== Segment start ==

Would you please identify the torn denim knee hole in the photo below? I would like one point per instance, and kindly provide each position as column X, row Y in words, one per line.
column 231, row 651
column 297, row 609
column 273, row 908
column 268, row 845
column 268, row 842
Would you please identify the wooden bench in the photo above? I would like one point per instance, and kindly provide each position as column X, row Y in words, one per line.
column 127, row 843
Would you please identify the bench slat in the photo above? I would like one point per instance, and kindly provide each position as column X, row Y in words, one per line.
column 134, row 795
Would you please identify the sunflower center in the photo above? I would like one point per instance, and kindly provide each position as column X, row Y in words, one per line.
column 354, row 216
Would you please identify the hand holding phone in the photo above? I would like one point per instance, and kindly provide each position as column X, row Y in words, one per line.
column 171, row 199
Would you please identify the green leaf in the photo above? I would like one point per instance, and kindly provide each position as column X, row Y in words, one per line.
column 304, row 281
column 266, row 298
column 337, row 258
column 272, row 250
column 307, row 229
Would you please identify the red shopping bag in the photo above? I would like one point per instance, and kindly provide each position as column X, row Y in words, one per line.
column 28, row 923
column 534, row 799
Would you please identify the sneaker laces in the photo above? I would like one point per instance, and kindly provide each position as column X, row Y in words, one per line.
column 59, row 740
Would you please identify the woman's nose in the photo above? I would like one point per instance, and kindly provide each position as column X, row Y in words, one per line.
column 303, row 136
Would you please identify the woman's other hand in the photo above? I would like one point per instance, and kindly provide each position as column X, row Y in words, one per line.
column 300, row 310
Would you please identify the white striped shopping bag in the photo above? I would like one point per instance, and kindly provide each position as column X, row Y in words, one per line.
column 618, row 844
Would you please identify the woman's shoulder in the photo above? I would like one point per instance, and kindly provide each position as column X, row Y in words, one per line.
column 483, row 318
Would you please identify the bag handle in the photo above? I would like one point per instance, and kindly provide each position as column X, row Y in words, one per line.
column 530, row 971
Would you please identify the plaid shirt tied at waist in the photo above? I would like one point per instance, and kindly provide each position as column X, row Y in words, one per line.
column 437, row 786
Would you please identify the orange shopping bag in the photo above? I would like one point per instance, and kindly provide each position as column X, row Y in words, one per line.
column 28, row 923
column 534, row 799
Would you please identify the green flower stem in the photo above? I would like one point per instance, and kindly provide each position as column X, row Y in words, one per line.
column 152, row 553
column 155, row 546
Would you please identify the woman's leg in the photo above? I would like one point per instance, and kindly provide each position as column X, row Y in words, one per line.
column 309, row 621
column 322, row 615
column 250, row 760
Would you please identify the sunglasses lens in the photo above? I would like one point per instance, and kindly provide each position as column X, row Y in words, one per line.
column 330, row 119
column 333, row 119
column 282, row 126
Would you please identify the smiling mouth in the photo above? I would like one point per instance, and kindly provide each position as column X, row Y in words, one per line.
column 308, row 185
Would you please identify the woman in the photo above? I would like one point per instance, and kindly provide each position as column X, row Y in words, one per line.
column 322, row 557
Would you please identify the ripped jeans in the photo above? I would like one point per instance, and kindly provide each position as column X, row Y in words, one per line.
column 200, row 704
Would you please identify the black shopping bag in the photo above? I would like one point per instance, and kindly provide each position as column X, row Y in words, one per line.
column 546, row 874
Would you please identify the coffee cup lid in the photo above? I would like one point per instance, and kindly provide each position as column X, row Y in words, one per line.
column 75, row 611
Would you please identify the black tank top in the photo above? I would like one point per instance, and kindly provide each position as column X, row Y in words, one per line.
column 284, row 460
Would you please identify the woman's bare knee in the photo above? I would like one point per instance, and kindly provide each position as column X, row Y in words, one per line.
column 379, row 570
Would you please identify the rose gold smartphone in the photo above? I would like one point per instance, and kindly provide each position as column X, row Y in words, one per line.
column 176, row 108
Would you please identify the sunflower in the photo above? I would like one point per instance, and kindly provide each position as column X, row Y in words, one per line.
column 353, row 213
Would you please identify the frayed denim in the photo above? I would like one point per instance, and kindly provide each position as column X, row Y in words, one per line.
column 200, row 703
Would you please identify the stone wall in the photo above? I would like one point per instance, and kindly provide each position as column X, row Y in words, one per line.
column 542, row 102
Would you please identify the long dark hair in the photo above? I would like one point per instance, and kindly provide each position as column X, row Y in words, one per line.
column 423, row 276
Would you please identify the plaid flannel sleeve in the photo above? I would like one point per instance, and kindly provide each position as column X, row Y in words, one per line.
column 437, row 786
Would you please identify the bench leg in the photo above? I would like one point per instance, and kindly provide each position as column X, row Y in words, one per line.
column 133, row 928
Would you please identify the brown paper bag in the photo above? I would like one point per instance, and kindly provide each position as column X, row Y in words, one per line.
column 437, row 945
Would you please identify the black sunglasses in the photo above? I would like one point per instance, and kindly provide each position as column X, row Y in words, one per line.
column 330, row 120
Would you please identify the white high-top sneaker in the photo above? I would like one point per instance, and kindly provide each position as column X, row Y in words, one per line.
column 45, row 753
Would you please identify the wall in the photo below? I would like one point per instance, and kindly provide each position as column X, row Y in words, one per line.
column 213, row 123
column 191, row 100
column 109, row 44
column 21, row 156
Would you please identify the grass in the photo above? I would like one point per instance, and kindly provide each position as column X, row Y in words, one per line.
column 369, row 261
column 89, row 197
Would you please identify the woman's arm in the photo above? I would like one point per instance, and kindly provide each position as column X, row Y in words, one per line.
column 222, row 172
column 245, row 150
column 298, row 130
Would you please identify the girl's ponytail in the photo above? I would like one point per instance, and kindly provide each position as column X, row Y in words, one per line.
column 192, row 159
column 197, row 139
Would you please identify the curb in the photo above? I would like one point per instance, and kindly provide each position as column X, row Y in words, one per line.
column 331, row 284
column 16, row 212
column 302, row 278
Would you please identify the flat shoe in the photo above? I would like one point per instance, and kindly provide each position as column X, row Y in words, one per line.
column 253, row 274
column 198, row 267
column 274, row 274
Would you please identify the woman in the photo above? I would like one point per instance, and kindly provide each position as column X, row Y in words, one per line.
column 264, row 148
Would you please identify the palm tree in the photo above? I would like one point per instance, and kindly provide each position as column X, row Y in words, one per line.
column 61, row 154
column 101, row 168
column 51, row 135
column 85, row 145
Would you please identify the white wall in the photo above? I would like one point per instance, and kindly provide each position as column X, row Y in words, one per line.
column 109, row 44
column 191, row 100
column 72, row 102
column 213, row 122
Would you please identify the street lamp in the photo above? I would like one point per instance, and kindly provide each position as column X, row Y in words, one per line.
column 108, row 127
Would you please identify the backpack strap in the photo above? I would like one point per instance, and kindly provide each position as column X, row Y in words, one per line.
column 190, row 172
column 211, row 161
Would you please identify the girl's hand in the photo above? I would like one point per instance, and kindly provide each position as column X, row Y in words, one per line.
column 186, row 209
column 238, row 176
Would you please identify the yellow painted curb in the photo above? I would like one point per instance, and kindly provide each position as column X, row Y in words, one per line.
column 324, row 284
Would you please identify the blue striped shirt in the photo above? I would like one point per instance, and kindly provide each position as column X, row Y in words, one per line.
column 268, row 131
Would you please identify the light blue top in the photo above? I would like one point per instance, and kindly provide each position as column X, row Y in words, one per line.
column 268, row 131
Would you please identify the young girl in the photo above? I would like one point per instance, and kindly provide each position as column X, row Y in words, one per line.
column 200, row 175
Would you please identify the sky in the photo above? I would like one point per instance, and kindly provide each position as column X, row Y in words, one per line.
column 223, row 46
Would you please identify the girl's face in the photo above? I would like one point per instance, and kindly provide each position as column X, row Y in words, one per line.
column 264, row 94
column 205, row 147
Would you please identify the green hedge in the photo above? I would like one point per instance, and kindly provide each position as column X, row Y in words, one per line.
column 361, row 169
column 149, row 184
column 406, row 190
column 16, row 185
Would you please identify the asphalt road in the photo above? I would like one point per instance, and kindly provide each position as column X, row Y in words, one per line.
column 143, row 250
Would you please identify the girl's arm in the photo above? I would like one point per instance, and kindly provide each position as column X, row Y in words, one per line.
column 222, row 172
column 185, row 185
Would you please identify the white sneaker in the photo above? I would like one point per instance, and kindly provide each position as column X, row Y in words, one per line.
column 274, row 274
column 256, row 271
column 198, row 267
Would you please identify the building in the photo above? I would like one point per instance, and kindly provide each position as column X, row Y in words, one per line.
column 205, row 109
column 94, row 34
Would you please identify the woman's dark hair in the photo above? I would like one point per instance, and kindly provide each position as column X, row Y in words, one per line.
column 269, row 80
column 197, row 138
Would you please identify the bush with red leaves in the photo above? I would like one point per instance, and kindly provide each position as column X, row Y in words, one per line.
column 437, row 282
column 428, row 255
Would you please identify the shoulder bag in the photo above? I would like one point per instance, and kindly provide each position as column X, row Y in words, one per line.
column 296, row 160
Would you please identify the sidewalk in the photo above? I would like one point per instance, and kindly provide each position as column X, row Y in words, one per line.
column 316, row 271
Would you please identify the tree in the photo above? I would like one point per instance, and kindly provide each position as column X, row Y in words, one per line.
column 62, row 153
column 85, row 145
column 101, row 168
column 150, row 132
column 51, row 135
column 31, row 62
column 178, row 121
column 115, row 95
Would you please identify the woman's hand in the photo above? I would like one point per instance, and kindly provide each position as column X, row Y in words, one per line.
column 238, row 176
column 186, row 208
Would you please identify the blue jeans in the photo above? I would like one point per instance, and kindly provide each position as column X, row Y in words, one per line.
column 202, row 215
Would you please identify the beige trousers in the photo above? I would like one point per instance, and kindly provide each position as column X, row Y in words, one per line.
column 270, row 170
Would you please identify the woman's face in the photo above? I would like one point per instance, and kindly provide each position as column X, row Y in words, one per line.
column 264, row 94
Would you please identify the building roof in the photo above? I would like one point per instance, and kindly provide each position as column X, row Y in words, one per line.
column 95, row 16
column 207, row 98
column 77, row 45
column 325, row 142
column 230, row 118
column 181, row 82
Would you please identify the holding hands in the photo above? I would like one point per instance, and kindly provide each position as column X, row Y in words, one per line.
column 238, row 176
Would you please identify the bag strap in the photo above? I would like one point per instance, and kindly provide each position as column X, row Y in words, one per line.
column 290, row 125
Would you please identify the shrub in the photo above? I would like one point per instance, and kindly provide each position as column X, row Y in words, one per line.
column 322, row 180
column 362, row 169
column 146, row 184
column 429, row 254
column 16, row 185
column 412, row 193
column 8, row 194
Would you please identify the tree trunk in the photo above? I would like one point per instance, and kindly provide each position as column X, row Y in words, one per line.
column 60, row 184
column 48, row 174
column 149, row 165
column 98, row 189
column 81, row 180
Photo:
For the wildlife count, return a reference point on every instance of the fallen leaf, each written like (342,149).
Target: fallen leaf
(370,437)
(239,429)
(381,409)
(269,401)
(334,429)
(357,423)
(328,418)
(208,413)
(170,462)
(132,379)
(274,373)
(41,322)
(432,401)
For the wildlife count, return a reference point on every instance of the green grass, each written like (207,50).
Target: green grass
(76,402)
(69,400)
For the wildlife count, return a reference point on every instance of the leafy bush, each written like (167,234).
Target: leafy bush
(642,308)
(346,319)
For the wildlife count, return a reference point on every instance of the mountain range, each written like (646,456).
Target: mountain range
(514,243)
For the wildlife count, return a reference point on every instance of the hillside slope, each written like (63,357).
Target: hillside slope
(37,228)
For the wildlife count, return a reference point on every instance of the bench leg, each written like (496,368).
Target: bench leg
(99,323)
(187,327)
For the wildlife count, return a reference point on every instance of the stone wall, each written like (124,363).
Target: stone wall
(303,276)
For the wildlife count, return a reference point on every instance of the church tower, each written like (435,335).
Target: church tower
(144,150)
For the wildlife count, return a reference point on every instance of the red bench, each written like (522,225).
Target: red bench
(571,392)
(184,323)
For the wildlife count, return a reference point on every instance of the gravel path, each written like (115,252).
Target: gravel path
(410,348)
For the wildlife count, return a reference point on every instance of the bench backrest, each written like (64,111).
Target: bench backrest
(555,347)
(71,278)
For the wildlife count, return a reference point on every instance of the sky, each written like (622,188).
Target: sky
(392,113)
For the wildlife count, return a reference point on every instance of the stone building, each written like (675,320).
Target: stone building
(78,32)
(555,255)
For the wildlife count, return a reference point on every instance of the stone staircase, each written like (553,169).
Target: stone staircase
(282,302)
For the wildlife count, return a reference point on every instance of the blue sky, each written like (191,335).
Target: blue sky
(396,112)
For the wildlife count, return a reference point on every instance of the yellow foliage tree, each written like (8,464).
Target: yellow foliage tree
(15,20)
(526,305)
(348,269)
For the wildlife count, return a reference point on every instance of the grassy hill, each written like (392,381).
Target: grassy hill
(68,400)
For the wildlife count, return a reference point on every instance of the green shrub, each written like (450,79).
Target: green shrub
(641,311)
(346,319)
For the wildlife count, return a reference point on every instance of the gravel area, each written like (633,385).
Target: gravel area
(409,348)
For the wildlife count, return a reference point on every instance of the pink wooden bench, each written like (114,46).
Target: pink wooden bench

== Segment end ==

About this exercise: Exactly the lines from the one holding "written like (553,169)." through the end of the records above are to be returned, and nothing else.

Reply to the exercise:
For the wildlife count, return a reference point on every instance of the stone staircase, each written like (553,169).
Target: stone staircase
(282,302)
For the wildlife count, return a reference point on every instance of the blue sky, each written like (191,335).
Target: blue sky
(396,112)
For the wildlife count, return a reference point on every instance of the yellow foliage tree, each written like (8,464).
Target: yellow foliage tree
(15,20)
(526,305)
(348,269)
For the wildlife count, return a reference point on every instance of the grassy hill, each written like (392,381).
Target: grassy hill
(68,400)
For the wildlife count, return a reference point on every instance of the green shrub, each written like (450,79).
Target: green shrub
(641,311)
(346,319)
For the wildlife count, return a reference point on every instance of the gravel area, each written like (633,385).
Target: gravel area
(409,348)
For the wildlife count, return a reference point on every instance of the pink wooden bench, each written like (114,46).
Target: pink wooden bench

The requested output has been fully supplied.